Requirement
What you return should be the lines from the one with "of the tile" through the one with "of the suit" in the data below, reproduced exactly with both ends, and no pictures at all.

START Record extracts

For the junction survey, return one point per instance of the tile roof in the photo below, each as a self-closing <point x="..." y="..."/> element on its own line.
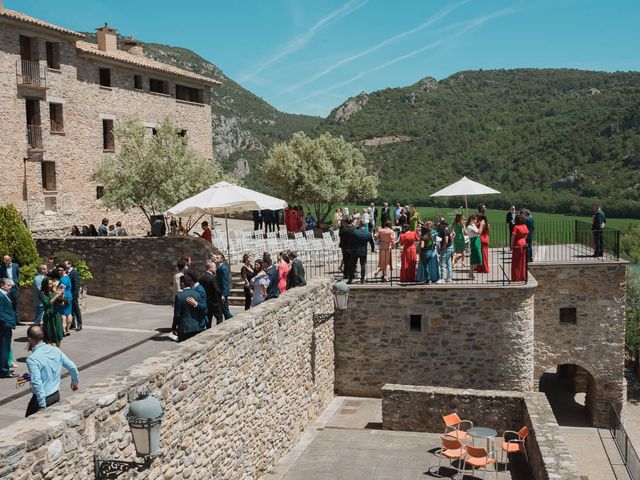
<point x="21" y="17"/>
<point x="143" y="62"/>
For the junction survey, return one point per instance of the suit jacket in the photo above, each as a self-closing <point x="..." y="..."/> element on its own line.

END Record extracts
START Record extracts

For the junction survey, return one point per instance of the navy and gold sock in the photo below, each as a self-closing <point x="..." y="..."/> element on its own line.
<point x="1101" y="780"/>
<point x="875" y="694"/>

END Record extracts

Solution to the exercise
For the junction survey, return one point per instance of the tile roof in the photo below, each as a self-closing <point x="..." y="..."/> element on its own line.
<point x="21" y="17"/>
<point x="143" y="62"/>
For the junction survey, return one point per instance of the suit jacket in the photo above, each as a self-closing <point x="..." y="..."/> element on its own line.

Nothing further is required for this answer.